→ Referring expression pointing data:

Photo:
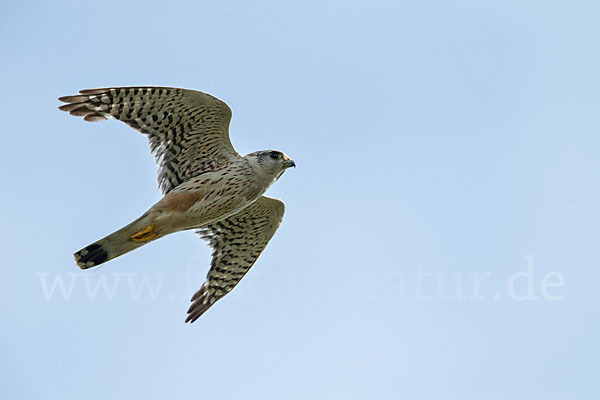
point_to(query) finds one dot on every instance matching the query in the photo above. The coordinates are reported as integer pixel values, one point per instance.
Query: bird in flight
(207, 185)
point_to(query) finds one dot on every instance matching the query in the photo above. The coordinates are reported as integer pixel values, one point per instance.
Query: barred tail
(126, 239)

→ Task item: Before copying the data, remove the pictures. Then repeat the rest exactly.

→ Solution below:
Photo:
point_to(query) finds one dot on every instance matching the query in the photo above. The coordinates are reported as integer pixel values, one point per instance.
Query: bird in flight
(207, 185)
point_to(query) finds one dot on every instance matching the query in the photo above. The coordinates are reported as integer pixel values, one point per instance.
Query: barred tail
(126, 239)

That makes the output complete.